» **Soal Latihan 1**
Perbarui catatan dari baris yang memuat "the wooden dock" sampai dengan baris yang memuat "581], [370, 428]]" dengan mengganti "dock railing post" menjadi "pier railing post". Bagian lain jangan diubah.

» **Kutipan Teks**
++++++++++++++++++++

Kalau Dedi mau jadi pemimpin yang adil, sebaiknya segera mencari jalan keluar yang adil agar kalangan pendidik tidak tersakiti.

Ada dua jalan keluar dalam kasus ini. Sebagai gubernur Dedi berwenang mencabut atau membatalkan keputusannya.

Kedua, para kepala sekolah yang merasa dirugikan membawa persoalan ini ke Pengadilan Tata Usaha Negara (PTUN) untuk minta pencabutan atau pembatalan kebijakan tersebut.

Pasal 64 Undang-Undang No 30 Tahun 2014 tentang Administrasi Pemerintahan menyatakan, keputusan hanya dapat dilakukan pencabutan apabila terdapat cacat: a. wewenang; b. prosedur; dan/atau c. substansi.

Baca Juga: Polres Indramayu Gelar Operasi Ketupat Lodaya 2025

Kalau kita telaah, gubernur memang mempunyai kewenangan dalam mengeluarkan keputusan, tapi tetap harus memenuhi asas legalitas dan asas umum pemerintahan yang baik (AUPB) sesuai dengan pasal 5 dan pasal 6 ayat (2) huruf a UU No 30/2014. Prosedur dilalui dengan benar, substanti tidak menyimpang.

Daripada dicabut oleh PTUN, yang paling elegan adalah gubernur mencabut keputusannya sendiri.

Hal ini sesuai dengan asas dalam hukum administras negara, yaitu asas contrarius actus (pejabat berwenang mencabut/membatalkan keputusan tata usaha negara yang dibuatnya).

Kalau korban pemecatan menggugat ke PTUN dan gubernur kalah, akan menanggung malu dan terjadi ketegangan hubungan antara pejabat dan bawahannya.

Dedi tidak perlu gengsi mencabut keputusannya sendiri karena sudah diatur di dalam UU No 30/2014 tadi.

++++++++++++++++++++

» **Bahan Soal**
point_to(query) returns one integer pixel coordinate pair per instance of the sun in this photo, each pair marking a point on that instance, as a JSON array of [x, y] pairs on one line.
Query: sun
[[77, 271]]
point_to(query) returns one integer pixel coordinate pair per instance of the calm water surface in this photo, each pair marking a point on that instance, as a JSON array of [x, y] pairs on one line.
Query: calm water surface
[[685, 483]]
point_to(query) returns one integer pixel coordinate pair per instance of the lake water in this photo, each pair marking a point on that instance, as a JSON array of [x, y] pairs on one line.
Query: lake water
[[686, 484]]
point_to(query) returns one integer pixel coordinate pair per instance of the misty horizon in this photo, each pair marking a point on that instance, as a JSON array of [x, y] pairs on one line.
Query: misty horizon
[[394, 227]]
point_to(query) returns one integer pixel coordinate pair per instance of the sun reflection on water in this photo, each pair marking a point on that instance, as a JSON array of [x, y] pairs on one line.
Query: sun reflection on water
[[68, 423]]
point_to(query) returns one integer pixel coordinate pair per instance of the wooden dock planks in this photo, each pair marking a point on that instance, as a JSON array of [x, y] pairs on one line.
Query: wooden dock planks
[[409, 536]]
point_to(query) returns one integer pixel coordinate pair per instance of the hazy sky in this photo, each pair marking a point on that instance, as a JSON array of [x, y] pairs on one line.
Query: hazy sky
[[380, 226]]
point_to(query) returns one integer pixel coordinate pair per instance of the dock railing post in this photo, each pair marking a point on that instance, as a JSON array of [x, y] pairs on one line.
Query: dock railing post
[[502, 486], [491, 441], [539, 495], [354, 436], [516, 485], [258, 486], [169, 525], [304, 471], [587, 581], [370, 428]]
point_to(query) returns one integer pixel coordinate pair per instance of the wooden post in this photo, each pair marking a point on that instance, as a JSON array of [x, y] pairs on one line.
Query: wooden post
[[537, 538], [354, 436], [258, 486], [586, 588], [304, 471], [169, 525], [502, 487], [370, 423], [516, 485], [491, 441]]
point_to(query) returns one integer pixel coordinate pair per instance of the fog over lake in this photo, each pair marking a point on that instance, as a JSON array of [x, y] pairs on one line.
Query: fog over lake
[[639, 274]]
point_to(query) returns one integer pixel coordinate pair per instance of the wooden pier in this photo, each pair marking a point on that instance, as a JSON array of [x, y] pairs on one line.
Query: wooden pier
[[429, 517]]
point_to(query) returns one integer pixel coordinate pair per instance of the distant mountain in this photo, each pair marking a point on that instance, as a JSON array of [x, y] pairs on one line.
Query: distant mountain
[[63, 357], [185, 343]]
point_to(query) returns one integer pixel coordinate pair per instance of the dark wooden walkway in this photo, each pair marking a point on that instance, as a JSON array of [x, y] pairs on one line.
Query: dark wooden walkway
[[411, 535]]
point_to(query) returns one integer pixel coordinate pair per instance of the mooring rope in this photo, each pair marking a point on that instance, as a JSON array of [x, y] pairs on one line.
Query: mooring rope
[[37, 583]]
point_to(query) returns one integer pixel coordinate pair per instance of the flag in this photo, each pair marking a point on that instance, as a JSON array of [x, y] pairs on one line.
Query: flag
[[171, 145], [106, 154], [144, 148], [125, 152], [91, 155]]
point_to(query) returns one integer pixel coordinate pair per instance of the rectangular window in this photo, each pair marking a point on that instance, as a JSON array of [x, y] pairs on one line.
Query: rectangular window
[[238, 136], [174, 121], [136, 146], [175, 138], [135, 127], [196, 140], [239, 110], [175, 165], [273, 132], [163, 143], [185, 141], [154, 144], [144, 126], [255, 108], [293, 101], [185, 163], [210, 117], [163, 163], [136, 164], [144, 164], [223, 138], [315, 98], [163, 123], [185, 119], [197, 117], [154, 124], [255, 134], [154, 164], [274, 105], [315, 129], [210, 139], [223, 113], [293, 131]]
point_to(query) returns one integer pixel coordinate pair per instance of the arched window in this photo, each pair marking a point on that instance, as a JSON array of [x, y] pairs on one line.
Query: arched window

++++++++++++++++++++

» **Soal Latihan 2**
Menurut kutipan tentang keputusan gubernur, Pasal 64 UU No 30 Tahun 2014 menyebut cacat yang membuat sebuah keputusan dapat dicabut. Sebutkan semua cacat tersebut.

» **Hasil Pengerjaan 1**
point_to(query) returns one integer pixel coordinate pair per instance of the wooden dock planks in this photo, each pair marking a point on that instance, as a JSON array of [x, y] pairs on one line.
Query: wooden dock planks
[[409, 536]]
point_to(query) returns one integer pixel coordinate pair per instance of the hazy sky in this photo, each pair marking a point on that instance, as a JSON array of [x, y] pairs on one line.
Query: hazy sky
[[380, 226]]
point_to(query) returns one integer pixel coordinate pair per instance of the pier railing post in this photo, each pair marking a point on that instance, as a JSON array of [x, y] pairs on one line.
Query: pier railing post
[[502, 486], [491, 441], [539, 495], [354, 436], [516, 485], [258, 486], [169, 525], [304, 471], [587, 581], [370, 428]]

» **Hasil Pengerjaan 2**
Wewenang, prosedur, dan substansi.